- _WRITTEN REQUEST_: Rewrite the lines from the one containing "Diagnostic imaging module: highlight the monitor screen" through the one containing "(15, 0), (154, 135)", substituting "display panel" for "monitor screen" and leaving everything else unchanged.

(Detection annotation records)
****
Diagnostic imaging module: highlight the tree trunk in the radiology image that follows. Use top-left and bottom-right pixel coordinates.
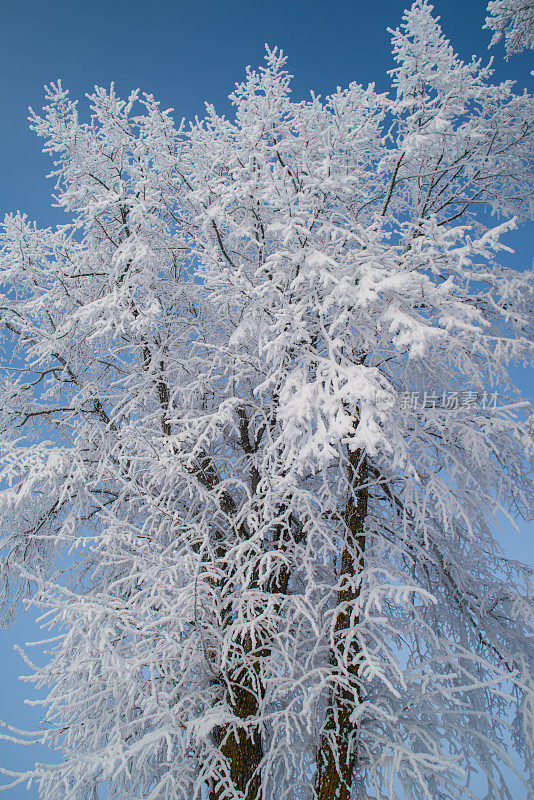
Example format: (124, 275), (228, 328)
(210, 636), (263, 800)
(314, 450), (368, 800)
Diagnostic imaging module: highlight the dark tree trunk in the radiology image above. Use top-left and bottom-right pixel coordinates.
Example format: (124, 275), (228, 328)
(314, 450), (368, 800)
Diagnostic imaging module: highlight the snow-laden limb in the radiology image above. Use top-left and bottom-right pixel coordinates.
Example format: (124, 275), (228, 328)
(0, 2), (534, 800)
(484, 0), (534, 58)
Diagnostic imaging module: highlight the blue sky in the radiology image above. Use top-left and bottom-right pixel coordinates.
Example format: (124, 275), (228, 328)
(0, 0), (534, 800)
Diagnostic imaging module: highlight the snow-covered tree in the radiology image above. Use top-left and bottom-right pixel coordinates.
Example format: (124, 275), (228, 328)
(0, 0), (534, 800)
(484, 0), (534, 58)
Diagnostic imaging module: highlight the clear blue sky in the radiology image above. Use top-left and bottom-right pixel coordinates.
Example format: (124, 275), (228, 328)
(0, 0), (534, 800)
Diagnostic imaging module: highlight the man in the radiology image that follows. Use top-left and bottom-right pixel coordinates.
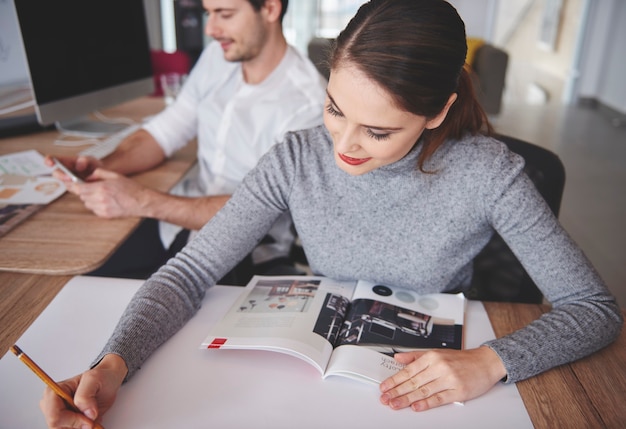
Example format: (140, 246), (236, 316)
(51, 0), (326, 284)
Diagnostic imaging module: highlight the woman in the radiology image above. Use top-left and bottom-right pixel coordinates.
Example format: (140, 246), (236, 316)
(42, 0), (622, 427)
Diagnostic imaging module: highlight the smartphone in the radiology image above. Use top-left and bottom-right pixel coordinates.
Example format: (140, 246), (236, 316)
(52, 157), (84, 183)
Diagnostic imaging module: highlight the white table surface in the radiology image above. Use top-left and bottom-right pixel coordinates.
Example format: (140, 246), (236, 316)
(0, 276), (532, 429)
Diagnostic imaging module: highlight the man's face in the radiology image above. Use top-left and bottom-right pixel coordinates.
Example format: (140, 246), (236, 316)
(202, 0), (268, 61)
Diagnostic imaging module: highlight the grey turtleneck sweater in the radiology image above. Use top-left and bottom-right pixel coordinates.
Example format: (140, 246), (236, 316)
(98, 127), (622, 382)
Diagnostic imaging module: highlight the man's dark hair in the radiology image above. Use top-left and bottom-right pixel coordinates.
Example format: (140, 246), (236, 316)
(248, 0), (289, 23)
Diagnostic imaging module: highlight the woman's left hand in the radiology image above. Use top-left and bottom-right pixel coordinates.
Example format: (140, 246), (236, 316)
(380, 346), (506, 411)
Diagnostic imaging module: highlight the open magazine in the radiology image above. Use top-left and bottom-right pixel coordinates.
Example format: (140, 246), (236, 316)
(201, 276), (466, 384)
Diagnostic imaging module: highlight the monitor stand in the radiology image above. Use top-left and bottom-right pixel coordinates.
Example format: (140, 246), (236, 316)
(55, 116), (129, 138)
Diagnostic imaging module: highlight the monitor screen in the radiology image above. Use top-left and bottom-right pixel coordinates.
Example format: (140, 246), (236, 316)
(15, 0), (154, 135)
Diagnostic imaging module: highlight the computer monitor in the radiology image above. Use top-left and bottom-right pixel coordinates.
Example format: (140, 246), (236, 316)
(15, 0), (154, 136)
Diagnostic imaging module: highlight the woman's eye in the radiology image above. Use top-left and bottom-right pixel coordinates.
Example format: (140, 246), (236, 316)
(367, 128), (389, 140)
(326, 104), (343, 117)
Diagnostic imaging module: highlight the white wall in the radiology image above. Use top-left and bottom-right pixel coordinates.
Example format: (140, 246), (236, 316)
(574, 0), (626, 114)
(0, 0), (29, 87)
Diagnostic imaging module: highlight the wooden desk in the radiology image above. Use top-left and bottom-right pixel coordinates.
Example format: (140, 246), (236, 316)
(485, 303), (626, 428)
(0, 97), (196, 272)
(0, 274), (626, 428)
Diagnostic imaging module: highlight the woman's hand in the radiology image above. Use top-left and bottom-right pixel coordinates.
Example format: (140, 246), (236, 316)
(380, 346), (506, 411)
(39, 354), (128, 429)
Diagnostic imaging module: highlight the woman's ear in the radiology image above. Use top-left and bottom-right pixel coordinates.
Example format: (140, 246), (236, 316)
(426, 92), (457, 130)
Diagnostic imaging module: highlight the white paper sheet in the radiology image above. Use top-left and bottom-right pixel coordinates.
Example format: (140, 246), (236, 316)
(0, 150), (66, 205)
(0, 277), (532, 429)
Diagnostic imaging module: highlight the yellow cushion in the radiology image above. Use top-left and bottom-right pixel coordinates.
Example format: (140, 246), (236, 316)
****
- _SOLVED PROBLEM_:
Diagnostic imaging module: highlight the display panel in the radiology image above. Use top-left and bottom-right pixel coordinates.
Example format: (140, 246), (236, 316)
(15, 0), (154, 135)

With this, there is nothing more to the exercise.